Stored items
---

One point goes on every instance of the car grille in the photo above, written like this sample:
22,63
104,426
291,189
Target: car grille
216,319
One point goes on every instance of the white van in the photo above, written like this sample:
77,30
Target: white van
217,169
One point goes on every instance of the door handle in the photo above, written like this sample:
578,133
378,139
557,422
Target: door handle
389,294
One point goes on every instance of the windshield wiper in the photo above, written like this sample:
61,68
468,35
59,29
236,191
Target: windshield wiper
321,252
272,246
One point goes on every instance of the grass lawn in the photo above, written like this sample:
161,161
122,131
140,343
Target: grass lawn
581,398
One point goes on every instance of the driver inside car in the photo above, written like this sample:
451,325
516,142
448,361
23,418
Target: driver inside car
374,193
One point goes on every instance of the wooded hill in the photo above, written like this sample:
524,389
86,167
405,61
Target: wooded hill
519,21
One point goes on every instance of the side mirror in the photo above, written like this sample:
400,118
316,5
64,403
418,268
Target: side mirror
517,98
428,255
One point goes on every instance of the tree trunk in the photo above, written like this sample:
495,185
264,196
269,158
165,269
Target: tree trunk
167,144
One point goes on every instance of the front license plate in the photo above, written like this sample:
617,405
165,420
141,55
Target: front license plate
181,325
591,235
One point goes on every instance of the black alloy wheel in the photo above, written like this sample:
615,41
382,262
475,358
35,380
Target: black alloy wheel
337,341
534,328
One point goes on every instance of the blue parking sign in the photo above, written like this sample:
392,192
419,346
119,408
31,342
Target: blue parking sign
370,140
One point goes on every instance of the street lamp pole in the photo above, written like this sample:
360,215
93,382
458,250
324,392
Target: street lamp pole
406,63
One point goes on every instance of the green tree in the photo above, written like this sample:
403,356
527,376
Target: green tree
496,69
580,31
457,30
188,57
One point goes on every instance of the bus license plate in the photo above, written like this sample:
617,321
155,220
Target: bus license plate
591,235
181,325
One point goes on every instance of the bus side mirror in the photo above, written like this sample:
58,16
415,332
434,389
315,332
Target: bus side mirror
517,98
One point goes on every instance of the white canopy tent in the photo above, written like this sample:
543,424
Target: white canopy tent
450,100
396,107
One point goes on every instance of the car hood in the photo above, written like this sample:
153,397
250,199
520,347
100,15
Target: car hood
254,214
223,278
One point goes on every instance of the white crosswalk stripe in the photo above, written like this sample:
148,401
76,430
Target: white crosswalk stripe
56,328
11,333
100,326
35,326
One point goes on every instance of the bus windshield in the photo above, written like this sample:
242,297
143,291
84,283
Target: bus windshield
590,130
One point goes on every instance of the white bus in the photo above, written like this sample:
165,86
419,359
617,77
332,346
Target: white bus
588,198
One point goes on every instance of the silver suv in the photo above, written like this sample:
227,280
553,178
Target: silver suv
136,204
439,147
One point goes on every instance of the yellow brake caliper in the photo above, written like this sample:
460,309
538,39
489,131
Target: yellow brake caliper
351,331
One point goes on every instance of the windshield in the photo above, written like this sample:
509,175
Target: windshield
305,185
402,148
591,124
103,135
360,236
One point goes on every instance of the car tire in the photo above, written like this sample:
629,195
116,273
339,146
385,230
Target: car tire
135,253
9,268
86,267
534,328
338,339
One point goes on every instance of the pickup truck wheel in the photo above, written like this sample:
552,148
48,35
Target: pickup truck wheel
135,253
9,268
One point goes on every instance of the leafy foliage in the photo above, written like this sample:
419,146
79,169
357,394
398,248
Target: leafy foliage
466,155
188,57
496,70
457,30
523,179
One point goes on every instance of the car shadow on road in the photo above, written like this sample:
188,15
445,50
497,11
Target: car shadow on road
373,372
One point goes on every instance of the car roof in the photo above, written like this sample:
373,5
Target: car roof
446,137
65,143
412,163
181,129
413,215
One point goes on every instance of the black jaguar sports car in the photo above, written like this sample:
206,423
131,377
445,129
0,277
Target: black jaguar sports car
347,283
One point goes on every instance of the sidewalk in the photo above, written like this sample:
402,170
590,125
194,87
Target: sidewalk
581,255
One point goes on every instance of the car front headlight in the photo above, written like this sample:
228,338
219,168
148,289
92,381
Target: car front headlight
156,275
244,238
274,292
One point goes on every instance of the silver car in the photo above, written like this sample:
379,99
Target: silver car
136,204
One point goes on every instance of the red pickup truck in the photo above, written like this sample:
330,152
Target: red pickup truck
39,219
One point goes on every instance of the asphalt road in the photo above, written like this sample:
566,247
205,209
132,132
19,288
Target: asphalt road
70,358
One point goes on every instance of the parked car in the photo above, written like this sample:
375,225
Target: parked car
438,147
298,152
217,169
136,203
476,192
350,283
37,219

---

__Problem__:
For this exercise, the records above must be returned exactly.

__Response__:
One point goes on every instance of the car grille in the photo above, written like this sample:
22,63
104,426
291,189
Target: car grille
216,319
One point goes on every instance of the white van in the photo above, written like this sample:
77,30
Target: white van
217,169
One point goes on every instance of the door handle in the photo above, written like this sample:
578,133
378,139
557,422
Target: door handle
389,294
One point goes on every instance of the windshield wiper in the photo above, written like this sample:
61,68
468,35
59,29
236,191
Target: windshield wiper
321,252
272,246
One point goes on every instance of the grass lawn in the photo above, written like this sample:
161,161
122,131
140,343
Target: grass lawn
581,398
One point goes on every instance of the driver inside car in the photo above, written like this sample:
451,325
516,142
448,361
23,418
Target: driver inside car
374,193
One point goes on every instance of the wooded hill in the photo above, written like this sample:
524,389
86,167
405,61
Target: wooded hill
519,21
One point goes on every instance of the side mirror in the photo above, written like this sample:
400,118
316,5
64,403
418,268
Target: side mirror
517,98
428,255
One point goes on every instance of the tree trunk in the photo above, written like this sample:
495,185
264,196
269,158
165,269
Target: tree trunk
167,144
One point goes on every instance of the front license plate in the photo above, written like this sample:
617,405
165,420
141,55
Target: front license plate
181,325
591,235
One point goes on every instance of the black alloy wheel in the photo above, written like this sample:
615,41
382,262
475,358
35,380
Target: black alloy wheel
337,341
534,328
One point goes on every instance of the blue parking sign in the photo above, written like this sample:
392,192
419,346
119,408
31,342
Target: blue parking sign
370,140
One point goes on every instance of the street lamp pole in the photo above, written like this sample:
360,215
93,382
458,250
324,392
Target: street lamp pole
406,63
One point goes on every instance of the green tree in the photo above, written like this sample:
403,356
527,376
Target: green tree
496,69
580,31
457,30
188,57
One point goes on every instance of the bus license plate in the photo above, written like this sample:
617,321
155,220
Target: bus license plate
591,235
181,325
One point goes on every instance of the bus side mirror in the photo above, written like this sample:
58,16
415,332
434,389
315,332
Target: bus side mirror
517,98
One point goes on every instance of the white canopy tent in the photo above, written like this sample:
543,424
Target: white canopy tent
450,100
396,107
One point goes on every instance of the car hood in the photo above, written like this sample:
153,397
250,199
520,347
100,15
Target: car hood
254,214
223,278
One point goes on every instance of the white crosswalk stripe in the photo above, written like this sample:
148,401
76,430
Target: white crosswalk stripe
56,328
11,333
100,326
35,326
One point goes on every instance of the bus windshield in the photo above, written like this sample:
242,297
143,291
84,283
Target: bus windshield
590,130
One point goes on every instance of the white bus in the photo above, written like this sample:
165,86
419,359
617,77
332,346
Target: white bus
588,198
One point goes on every instance of the silver suv in the photo above, written like this sample:
227,280
553,178
Target: silver suv
136,204
439,147
One point goes on every instance of the yellow brake caliper in the photo above, written like this sample:
460,309
538,39
489,131
Target: yellow brake caliper
351,331
One point goes on every instance of the windshield in the photo above, written like this sample:
509,175
Target: windshield
305,185
402,148
591,124
103,135
360,236
One point goes on every instance of the car tire in the photo above, written like this sample:
629,195
116,273
339,146
385,230
Target: car tire
135,253
9,268
86,267
534,328
338,339
One point goes on every instance of the pickup truck wheel in the photo above, written like this sample:
552,148
48,35
Target: pickup truck wheel
135,253
9,268
One point goes on every instance of the leafy foliage in the photo above, written like this sample:
419,146
79,169
357,394
398,248
Target: leafy foliage
466,155
188,57
496,70
457,30
523,179
One point goes on every instance of the car shadow on road in the photo above, written like this sample:
188,15
445,50
497,11
Target: car shadow on road
373,372
One point goes on every instance of the car roof in the photo above, written like this sample:
373,5
Target: car roof
446,137
65,143
412,163
181,129
413,215
One point goes on every instance of the black jaguar sports car in the photo above, written like this sample:
206,423
131,377
445,129
0,277
Target: black jaguar sports car
347,283
One point goes on every instance of the sidewalk in the photo above, written like this sample:
402,170
590,125
194,87
Target: sidewalk
581,255
One point goes on every instance of the car front headlight in the photo above, written like this sample:
228,338
219,168
148,289
92,381
Target: car front headlight
156,275
244,238
274,292
One point goes on every instance of the silver car in the photo above, written like this sample:
379,99
Target: silver car
136,204
One point goes on every instance of the red pickup truck in the photo above, written like this sample:
330,152
Target: red pickup truck
39,219
One point goes on every instance of the asphalt road in the photo above, written like this sample:
566,247
205,209
132,132
19,288
Target: asphalt road
70,358
One point goes on every instance of the parked car in the photo above, written like this sample:
375,225
Target: parked car
438,147
298,152
217,169
136,203
476,192
350,283
37,219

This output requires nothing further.